# Exercise brief
Print every line of the listing exactly, please.
* start Listing *
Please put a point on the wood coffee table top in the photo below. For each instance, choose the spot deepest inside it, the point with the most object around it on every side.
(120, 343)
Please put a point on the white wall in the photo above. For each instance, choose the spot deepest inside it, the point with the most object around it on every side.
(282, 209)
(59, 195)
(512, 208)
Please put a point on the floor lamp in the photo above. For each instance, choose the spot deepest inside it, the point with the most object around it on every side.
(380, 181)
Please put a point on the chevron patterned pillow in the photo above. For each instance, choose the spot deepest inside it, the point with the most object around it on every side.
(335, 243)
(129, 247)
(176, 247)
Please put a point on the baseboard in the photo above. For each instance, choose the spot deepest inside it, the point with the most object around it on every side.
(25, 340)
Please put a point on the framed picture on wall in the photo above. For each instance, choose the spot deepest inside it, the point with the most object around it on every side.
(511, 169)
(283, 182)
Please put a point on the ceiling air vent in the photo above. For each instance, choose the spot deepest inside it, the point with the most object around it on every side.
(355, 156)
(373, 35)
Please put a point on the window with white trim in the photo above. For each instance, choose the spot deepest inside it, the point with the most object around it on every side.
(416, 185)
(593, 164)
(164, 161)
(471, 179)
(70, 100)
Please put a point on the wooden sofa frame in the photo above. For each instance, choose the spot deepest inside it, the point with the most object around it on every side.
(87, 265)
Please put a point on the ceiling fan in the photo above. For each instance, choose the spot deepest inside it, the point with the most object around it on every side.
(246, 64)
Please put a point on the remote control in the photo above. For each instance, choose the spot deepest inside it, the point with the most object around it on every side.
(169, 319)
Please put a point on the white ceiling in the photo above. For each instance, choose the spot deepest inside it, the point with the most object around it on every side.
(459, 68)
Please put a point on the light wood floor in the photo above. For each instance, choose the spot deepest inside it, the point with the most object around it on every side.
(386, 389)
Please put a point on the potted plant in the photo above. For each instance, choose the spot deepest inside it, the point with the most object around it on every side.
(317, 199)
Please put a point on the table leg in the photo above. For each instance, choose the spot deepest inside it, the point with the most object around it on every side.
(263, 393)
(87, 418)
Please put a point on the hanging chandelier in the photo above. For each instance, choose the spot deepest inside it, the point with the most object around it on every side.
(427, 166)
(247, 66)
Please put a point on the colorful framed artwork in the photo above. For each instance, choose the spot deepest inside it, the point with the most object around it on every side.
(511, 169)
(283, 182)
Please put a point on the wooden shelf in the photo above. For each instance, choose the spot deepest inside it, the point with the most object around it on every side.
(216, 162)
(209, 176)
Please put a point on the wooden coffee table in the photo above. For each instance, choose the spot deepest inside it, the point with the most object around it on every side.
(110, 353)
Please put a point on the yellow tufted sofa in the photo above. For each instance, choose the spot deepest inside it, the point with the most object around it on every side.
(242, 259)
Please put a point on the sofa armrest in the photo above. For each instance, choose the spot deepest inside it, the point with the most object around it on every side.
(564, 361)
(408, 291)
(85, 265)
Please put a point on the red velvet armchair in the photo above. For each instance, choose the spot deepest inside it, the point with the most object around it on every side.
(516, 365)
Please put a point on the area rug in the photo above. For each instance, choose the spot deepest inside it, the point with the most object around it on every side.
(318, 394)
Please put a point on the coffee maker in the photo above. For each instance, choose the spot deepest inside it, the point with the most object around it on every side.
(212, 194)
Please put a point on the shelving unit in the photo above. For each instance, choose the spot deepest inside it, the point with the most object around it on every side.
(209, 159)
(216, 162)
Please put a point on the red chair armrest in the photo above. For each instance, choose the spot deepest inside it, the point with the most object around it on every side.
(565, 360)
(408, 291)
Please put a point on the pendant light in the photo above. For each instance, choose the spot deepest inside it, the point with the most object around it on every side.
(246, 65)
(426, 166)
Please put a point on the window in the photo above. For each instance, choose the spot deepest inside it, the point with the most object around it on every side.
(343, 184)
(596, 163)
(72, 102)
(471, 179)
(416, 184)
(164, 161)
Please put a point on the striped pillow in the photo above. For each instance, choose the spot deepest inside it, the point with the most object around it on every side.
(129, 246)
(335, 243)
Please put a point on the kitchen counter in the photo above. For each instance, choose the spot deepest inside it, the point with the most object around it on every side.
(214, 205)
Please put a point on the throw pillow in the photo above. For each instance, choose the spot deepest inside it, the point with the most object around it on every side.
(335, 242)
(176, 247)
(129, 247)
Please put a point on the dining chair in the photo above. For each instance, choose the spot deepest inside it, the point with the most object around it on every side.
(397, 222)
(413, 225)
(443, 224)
* end Listing *
# Exercise response
Please put a point on the wood coffee table top in the photo below. For each instance, choose the spot deepest inside it, the point with the most object around it on every side.
(120, 343)
Please put a point on the white wall in the photo above. For each instance, choose the spot deepest inside it, the point with the most object around it on every side.
(282, 209)
(59, 195)
(512, 208)
Please put a point on the floor lamp in the photo above. For each instance, choose the spot deepest inside it, the point with the most object around it on every side.
(380, 181)
Please put a point on the chevron patterned pillow in the photo above. For each instance, choose the spot deepest inside it, the point with the most object around it on every side.
(335, 243)
(129, 247)
(176, 247)
Please put a point on the baseboard in the photo above. For each instance, choose the spot deepest inside it, the point with the most object around it on every side.
(25, 340)
Please put a point on the framed picture on wall in the photo above. For each instance, choose the spot deepest inside it, the point with the most object around it on every side.
(511, 169)
(283, 182)
Please put a point on the ceiling air vent in the photo above. For each instance, choose the spot deepest inside it, the point with the most object around it on every side.
(355, 156)
(373, 35)
Please put a point on the window with white trim in the photo above. For each instance, choose the spot deepest inside it, the point with the most object around it on every side.
(416, 185)
(593, 164)
(164, 161)
(471, 179)
(70, 100)
Please put a point on the wooden sofa frame in the photo above. For each instance, choose the spot deepest inside it, the point with the most object around it on every side.
(87, 265)
Please put a point on the ceiling fan in the photo above. For each instance, choose the spot deepest inside it, the point with the most object around it on every side.
(246, 64)
Please put a point on the remote control in the photo above. For each instance, choose the spot deepest inside it, the point with the most object around it on every side.
(169, 319)
Please put a point on the white ceiling in the photo above. For each instance, choose the spot deepest inside it, the point with the most object around it on every side.
(459, 68)
Please put a point on the light wood floor in the photo above. For each instance, choose the spot deepest inside it, the point with the most object around it on every side.
(386, 389)
Please put a point on the potted plant in the photo above. For each instance, choose the spot deepest inside it, the point with the most object around it on every side.
(317, 199)
Please put a point on the table leg in the photo above. For each instance, choose the spot deepest inside it, the point with the most object around it on every side.
(263, 393)
(87, 418)
Please put a point on the hanging chandelier in the photo above. For each instance, choose the spot deepest inside it, the point with the most object around it on every side.
(427, 166)
(247, 66)
Please put a point on the colorful framed artwork in the photo above. For each instance, choose the spot deepest inside it, the point with the most object around it on every side.
(511, 169)
(283, 182)
Please put a point on the wooden shelf in the photo above. For each instance, choose the spot deepest inside it, the point with the most object around it on every side.
(216, 162)
(209, 176)
Please put a point on the wooden coffee table in the photo above. For each instance, choose the spot deepest inside it, the point with the most object around it on every side.
(110, 353)
Please put a point on the yellow tufted sofa in the photo above. For each instance, choose the spot deepest inside it, the point with the most object around it on every side.
(242, 259)
Please put a point on the sofa armrest in the photo above. For each instance, choose the spot deepest inside it, the point with the most object around it on every side.
(564, 361)
(408, 291)
(85, 265)
Please put a point on the red velvet armchair in the photo above. For each instance, choose the spot deepest inside it, the point with the most object around it on every side.
(516, 365)
Please put a point on the area rug in the photo above. For each instance, choose the spot deepest inside it, the point with the most object around it on every side.
(318, 394)
Please put a point on the coffee maker in the photo above. For each instance, choose the spot deepest inside it, the point with the most object around it on every side.
(212, 194)
Please put a point on the shelving unit in the photo above. For each instance, choose the spot deepest inside it, the point with the most object around it on every side.
(209, 159)
(216, 162)
Please put a point on the red chair armrest in the photo above. For each instance, choose the spot deepest inside it, the point with the most object around it on every side.
(565, 360)
(408, 291)
Please put a point on the pendant light in the photo above. For each instance, choose the spot deepest inside it, the point with the most object around it on every side.
(246, 65)
(426, 166)
Please put a point on the window in the photo above. For each instance, choose the spot deepest inside it, the point with the most object around it on every side.
(343, 184)
(596, 163)
(72, 102)
(471, 179)
(416, 184)
(164, 161)
Please put a point on the striped pillow in the photo above. For each instance, choose the spot deepest inside it, the point with the most object around it on every side.
(129, 246)
(335, 243)
Please put a point on the kitchen counter in the photo above. For each instance, choose the spot deepest inside it, the point with the most object around it on every side.
(214, 205)
Please put a point on the throw pillow in the photo above. For each instance, choose the spot deepest inside it, the point with the most object around it on every side.
(335, 242)
(176, 247)
(129, 247)
Please put a point on the dining chair in the photo above. For each instance, choose the spot deepest inside it, the point with the most object around it on every side.
(397, 222)
(413, 225)
(443, 224)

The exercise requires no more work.